Begin Selected extract

My rating: 3 of 5 stars
Caveat: What follows is the review of a book that I originally read and reviewed in June, 2000. My thoughts and review of the book today, I think, would not be the same as they were sixteen years ago. However, since I have no intention of re-reading the book to provide an updated review, the following will have to suffice.
Flesh and Blood spans a long period of time in 466 pages--it begins in 1935 and concludes in 2035. Yet, the weight really settles in the middle years, a twenty year period between 1960 and 1980. The publishers claim that this is the story of three generations of Americans, beginning with Constantine, who as a child immigrates to America with his family, and concluding with his grandson. However, the plot more or less settles on the second generation, the children of Constantine and his Italian wife, Mary--Susan, Todd and Zoe--who grow up in the turbulence of the 1960s.
Within that twenty year period, the text concerns itself with the tensions between family members as each child grows into his own identity: Susan, a successful upper-middle class housewife; Todd, an insecure homosexual who struggles for confidence; and Zoe, a loose counterculture waif who bears a black child, then soon discovers she is HIV positive. These tensions originate in the compulsive behavior of Mary, the mother, and the angry violence of Constantine, who seems like a character who is derived straight from Steinbeck's East of Eden. Like those who live in Steinbeck's novel, the character's that populate Cunningham's world each tend to embrace an ideal future, sometimes clasping it, but often feeling alienated from their hopes and from themselves and from each other.
The strength of Cunningham's prose lay not so much in his characters or plot as it does in the exquisite imagery of his prose. A stylistic poetic flow undergirds each sentence, yet without heaviness. Some passages are extremely moving because of the wording itself, the impacted beauty of the language. We come not so much to care for the characters as we do for the aesthetic hot spots, points where paragraphs flow like waterfalls to form crystal and calm metaphorical pools by each segment's conclusion. The same effect is also achieved through use of simple symbols that are emotionally tied to the taut suggestions of desire. The stunning writing of Flesh and Blood, coupled with the emanation of unfulfilled appetites that arise from his characters, redeems the novel from thematic uncertainty and a plot that tends to fragment carelessly.
Hunger and lust is the central movement of Flesh and Blood, the material, bodily need for sustenance that transcends matter, the desire for love, for completion, for holiness. Often, Cunningham reveals this basic human need as his characters stumble through various, strange paths, to fill it, whether through sex, or through stealing inexpensive miscellaneous items, or through financial success, or through finding someone else.
One of the primary ways the characters, especially Will, try to fill spiritual hunger is through sex. There are many descriptive erotic scenes in Flesh and Blood, some of them perhaps too descriptive for my straight-laced tastes. Much of the erotica describes homosexual sex between men, centered around the experiences of Will as he searches for his own identity, and for a lover who will fulfill him. The only time sex between a man and a woman is described, the participants are piquing on LSD, and here, though wonderfully written, this is not erotica, but a poetic segment playing on Zoe's psychological fears and desires. Other non-conventional characters enter stage left, such as an older male friend of Zoe's who is a practicing, mature and worldly-wise transvestite. The presence of this character introduces some segments that bring in an element of strong humor which provides a little relief from the heaviness of the theme, especially when he is introduced to other, more conventional family members.

End Selected extract
Begin Excerpted data

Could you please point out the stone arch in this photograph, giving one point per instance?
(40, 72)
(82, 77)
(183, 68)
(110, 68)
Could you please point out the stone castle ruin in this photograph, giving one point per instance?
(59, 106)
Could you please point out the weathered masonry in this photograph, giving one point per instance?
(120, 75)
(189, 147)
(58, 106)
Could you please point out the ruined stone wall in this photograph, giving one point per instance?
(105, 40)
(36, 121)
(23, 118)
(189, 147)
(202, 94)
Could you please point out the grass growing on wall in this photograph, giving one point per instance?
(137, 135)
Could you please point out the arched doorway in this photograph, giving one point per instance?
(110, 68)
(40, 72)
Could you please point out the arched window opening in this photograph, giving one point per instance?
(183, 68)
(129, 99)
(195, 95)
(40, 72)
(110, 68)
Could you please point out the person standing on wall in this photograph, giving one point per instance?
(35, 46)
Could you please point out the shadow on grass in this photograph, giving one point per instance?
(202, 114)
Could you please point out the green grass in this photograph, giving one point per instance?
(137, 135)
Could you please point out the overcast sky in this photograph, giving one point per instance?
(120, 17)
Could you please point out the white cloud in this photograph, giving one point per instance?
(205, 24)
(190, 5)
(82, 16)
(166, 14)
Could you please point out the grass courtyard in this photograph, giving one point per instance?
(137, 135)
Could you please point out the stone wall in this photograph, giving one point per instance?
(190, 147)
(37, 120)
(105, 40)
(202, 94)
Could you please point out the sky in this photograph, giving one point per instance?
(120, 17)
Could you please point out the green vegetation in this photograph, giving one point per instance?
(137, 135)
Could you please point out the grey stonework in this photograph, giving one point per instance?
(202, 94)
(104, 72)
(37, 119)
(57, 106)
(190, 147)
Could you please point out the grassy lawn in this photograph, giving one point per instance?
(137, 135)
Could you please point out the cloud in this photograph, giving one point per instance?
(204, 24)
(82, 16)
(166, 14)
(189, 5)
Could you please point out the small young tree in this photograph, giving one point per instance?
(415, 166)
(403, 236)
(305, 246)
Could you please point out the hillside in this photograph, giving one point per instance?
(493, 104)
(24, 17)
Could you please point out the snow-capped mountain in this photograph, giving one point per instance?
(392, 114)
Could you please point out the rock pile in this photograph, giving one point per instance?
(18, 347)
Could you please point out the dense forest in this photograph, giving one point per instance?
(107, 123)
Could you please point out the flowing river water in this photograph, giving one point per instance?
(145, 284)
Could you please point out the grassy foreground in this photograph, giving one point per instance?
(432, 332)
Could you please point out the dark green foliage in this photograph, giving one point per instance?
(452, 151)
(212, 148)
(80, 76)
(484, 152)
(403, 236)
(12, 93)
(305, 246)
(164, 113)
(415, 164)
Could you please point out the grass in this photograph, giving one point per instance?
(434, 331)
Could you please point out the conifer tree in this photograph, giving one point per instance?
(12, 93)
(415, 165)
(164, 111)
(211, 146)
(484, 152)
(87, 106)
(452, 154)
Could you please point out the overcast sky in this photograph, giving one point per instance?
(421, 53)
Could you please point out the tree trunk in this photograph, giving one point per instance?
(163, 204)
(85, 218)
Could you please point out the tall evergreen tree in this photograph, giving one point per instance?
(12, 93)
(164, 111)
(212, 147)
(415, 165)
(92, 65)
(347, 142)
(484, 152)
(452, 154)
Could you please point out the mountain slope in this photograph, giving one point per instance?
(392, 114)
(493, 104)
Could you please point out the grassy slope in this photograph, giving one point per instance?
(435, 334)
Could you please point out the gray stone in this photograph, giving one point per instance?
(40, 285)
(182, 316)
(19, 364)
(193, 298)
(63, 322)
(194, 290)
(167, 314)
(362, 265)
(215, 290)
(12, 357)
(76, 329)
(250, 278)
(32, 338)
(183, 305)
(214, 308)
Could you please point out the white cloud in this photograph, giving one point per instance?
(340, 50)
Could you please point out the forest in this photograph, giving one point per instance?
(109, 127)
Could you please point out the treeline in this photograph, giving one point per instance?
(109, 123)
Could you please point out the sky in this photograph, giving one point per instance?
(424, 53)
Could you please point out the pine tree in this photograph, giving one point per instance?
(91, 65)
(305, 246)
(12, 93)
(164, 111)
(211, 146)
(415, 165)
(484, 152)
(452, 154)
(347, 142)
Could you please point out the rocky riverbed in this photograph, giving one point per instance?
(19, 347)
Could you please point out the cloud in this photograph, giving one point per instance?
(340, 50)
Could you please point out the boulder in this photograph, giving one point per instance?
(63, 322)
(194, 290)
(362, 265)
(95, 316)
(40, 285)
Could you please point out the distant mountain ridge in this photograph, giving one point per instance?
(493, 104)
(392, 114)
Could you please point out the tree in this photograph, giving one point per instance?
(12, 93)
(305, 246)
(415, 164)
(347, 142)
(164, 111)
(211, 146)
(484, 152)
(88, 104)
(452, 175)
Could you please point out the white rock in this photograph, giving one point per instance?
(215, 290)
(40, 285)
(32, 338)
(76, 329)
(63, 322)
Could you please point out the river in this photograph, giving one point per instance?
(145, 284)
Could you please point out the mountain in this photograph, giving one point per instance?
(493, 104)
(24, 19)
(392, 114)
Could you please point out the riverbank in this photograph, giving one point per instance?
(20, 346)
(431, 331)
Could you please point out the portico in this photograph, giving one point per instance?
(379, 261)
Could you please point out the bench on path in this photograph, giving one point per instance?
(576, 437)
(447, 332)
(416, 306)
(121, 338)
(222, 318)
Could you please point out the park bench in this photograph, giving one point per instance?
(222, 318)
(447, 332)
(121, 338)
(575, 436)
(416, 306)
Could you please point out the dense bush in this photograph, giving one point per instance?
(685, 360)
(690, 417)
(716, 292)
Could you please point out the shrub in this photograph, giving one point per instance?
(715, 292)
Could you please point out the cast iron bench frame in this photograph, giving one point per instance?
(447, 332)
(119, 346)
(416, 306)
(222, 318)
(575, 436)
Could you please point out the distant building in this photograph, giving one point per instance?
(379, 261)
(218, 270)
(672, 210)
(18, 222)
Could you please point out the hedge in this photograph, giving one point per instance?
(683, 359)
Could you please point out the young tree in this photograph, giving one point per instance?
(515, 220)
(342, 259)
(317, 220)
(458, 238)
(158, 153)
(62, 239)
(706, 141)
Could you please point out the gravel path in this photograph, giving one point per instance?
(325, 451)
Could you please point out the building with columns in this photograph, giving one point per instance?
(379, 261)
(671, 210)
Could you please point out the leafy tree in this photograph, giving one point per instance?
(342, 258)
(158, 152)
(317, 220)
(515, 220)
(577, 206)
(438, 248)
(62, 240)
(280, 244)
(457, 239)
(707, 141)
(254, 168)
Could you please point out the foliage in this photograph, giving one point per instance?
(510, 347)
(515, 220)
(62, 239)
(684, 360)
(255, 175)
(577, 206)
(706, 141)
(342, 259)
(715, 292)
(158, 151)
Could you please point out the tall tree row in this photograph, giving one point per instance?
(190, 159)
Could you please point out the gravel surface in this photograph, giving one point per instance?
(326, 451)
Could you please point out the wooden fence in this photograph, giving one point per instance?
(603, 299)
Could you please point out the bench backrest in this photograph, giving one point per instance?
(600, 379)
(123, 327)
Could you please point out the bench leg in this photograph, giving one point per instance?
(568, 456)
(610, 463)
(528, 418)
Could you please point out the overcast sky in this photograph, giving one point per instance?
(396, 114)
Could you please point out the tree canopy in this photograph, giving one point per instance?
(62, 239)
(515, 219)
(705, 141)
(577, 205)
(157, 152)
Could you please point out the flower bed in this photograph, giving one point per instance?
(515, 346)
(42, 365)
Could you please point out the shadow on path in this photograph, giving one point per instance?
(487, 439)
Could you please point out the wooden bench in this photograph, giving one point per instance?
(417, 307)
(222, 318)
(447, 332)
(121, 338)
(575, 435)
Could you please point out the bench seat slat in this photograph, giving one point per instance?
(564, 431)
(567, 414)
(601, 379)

End Excerpted data

Tasks to perform »
1. According to the review, in what year does Flesh and Blood begin and in what year does it end?
2. Rewrite the entries from the line with "Could you please point out the bench backrest" through the end of the entries, swapping "point out" for "mark" and leaving everything else unchanged.

Written responses »
1. It begins in 1935 and ends in 2035.

2.
Could you please mark the bench backrest in this photograph, giving one point per instance?
(600, 379)
(123, 327)
Could you please mark the bench leg in this photograph, giving one point per instance?
(568, 456)
(610, 463)
(528, 418)
Could you please mark the overcast sky in this photograph, giving one point per instance?
(396, 114)
Could you please mark the tree canopy in this photograph, giving one point per instance?
(62, 239)
(515, 219)
(705, 141)
(577, 205)
(157, 152)
Could you please mark the flower bed in this photograph, giving one point per instance?
(515, 346)
(42, 365)
Could you please mark the shadow on path in this photograph, giving one point per instance?
(487, 439)
Could you please mark the wooden bench in this photograph, giving one point per instance?
(417, 307)
(222, 318)
(447, 332)
(121, 338)
(575, 435)
Could you please mark the bench seat slat in this photograph, giving one point per instance?
(564, 431)
(567, 414)
(601, 379)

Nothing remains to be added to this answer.